Copy the whole listing below word for word, keeping every line unchanged.

╭─ DATA LISTING

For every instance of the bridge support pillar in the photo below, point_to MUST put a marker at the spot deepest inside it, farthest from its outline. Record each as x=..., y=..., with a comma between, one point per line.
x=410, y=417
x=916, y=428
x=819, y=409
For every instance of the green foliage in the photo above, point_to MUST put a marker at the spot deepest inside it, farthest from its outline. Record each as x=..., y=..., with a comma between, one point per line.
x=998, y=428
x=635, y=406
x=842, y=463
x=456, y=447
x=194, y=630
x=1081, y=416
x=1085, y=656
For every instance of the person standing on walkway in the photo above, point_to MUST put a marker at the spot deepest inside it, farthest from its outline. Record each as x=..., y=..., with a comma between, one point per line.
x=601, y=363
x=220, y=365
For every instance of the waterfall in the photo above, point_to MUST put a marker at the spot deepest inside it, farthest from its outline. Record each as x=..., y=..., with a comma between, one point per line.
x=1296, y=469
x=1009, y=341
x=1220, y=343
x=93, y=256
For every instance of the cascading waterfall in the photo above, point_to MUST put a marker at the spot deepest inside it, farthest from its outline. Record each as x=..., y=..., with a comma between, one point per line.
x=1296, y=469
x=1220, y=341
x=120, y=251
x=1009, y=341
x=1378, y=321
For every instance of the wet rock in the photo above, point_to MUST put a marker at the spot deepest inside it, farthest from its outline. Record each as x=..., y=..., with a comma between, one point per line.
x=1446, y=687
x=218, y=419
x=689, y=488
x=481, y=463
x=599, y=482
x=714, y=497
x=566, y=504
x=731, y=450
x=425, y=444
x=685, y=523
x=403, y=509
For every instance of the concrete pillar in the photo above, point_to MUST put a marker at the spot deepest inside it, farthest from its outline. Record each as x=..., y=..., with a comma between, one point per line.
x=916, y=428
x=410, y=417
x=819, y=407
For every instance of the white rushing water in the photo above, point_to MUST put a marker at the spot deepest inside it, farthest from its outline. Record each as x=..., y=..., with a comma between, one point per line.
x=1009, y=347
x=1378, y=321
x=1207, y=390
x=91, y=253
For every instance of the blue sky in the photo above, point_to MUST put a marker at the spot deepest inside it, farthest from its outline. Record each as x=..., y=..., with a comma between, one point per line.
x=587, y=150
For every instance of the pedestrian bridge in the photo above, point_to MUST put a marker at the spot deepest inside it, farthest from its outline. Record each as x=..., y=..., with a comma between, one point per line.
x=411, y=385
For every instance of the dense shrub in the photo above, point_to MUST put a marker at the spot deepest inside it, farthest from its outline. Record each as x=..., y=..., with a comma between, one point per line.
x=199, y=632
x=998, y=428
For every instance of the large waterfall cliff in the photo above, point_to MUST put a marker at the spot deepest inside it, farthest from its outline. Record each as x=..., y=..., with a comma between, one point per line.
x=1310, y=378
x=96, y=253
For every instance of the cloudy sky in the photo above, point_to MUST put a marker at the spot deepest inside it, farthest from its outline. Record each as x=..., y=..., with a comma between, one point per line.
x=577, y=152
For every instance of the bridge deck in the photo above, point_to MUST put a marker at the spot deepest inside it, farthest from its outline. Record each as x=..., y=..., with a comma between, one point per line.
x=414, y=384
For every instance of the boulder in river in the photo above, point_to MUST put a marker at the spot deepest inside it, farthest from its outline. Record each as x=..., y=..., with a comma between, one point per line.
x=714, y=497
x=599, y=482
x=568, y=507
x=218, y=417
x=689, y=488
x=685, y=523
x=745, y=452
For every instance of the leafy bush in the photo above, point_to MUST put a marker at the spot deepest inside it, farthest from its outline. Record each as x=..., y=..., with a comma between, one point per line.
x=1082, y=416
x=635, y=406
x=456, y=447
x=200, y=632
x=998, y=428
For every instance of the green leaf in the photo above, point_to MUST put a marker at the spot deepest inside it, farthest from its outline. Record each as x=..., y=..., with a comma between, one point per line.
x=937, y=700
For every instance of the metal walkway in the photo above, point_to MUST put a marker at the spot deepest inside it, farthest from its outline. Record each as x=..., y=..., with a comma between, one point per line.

╰─

ANSWER TO THE EXERCISE.
For every instance of the bridge support pillar in the photo below, point_to MUST put a marker at the spot deepest inside it, farthest from its outline. Record each as x=..., y=..., with a comma between, one point per line.
x=410, y=417
x=916, y=428
x=819, y=409
For every instance of the green foliage in the photo above, point_to MUST put a marker at the spot deepest inside it, farthest from its outline. Record each as x=..., y=..., with a comma between, one point per line.
x=998, y=428
x=635, y=406
x=842, y=463
x=456, y=447
x=194, y=630
x=1081, y=416
x=1085, y=656
For every instance of the person standing on walkway in the photo above, point_to MUST put a marker at the spot deepest inside it, farthest from its outline. Record each as x=..., y=..., with a comma between, one point per line.
x=601, y=363
x=220, y=365
For every instance of the waterfall in the photo above, point_to MUST put a marker at the spot deepest inside it, farthest from its outline. Record each as x=..., y=..., with a comma between, one point per line.
x=1296, y=469
x=1009, y=341
x=1220, y=343
x=93, y=256
For every instance of the cascading waterfall in the photo above, point_to MUST put a marker at the spot deepest inside it, farthest from its outline. Record each as x=..., y=..., with a comma between, one point per line.
x=1296, y=469
x=1220, y=341
x=120, y=251
x=1009, y=341
x=1378, y=321
For every instance of the wet rock in the photo above, point_to MUST put a marker at the spot deepest inside it, farthest from its outline. Record each as x=..., y=..., with a comma between, one point per line.
x=1446, y=687
x=218, y=419
x=689, y=488
x=481, y=463
x=599, y=482
x=714, y=497
x=566, y=504
x=731, y=450
x=425, y=444
x=685, y=523
x=403, y=509
For every instance of the concrete pillar in the photo above, point_to MUST put a marker at the spot deepest inside it, farthest from its outline. Record each as x=..., y=..., with a comma between, one point per line.
x=916, y=428
x=410, y=417
x=819, y=407
For every instance of the white rushing water in the photo above, point_to MUST put a marker at the spot deepest inside it, farthest from its outline. Record each as x=..., y=..., with a comma between, one point per line.
x=1009, y=347
x=1378, y=321
x=1207, y=390
x=91, y=253
For every instance of the blue sky in the photo above, point_to MUST put a marker at the spot deepest inside it, farthest from its outline. Record each as x=..., y=..., with a comma between, one point per line.
x=587, y=150
For every instance of the pedestrian bridge in the photo above, point_to MUST put a marker at the spot deepest inside it, farthest from its outline. Record each as x=..., y=..., with a comma between, one point per line.
x=411, y=385
For every instance of the dense shrub in the photo above, point_to MUST put a marker at the spot deepest inside it, farthest from its outline. Record each as x=..., y=..., with a comma between, one point per line.
x=199, y=632
x=998, y=428
For every instance of the large waterfall cliff in the photo above, point_to MUST put a marker at the spot deepest inside it, farthest from its outline. Record each as x=..., y=..., with a comma between, one point per line.
x=1310, y=378
x=96, y=253
For every instance of the cloudy sky in the photo above, point_to MUST put a marker at the spot deepest inside it, farthest from its outline. Record each as x=..., y=..., with a comma between, one point per line.
x=577, y=152
For every instance of the bridge deck in the photo above, point_to MUST put a marker at the spot deepest inside it, farthest from its outline. Record each as x=..., y=..., with a comma between, one point per line.
x=414, y=384
For every instance of the boulder in river in the photo above, point_to MUST put a marker at the spot deepest inside it, farthest from its outline. Record each as x=..., y=..., with a comma between, one point per line.
x=714, y=497
x=599, y=482
x=568, y=507
x=218, y=417
x=689, y=488
x=685, y=523
x=745, y=452
For every instance of the leafy bush in the photo above, point_to MUST put a marker at the spot deepest inside it, farthest from its outline. Record each as x=..., y=..., with a comma between, one point per line.
x=1082, y=416
x=635, y=406
x=456, y=447
x=200, y=632
x=998, y=428
For every instance of the green leaf in the photo above, point_to MUST put a marker at the spot deepest inside it, farthest from its outline. Record each as x=..., y=..., with a comma between, one point per line.
x=937, y=700
For every instance of the metal walkway in the photo above, point_to MUST put a marker at the spot deepest inside it, farthest from its outline. Record each as x=..., y=..., with a comma between, one point per line.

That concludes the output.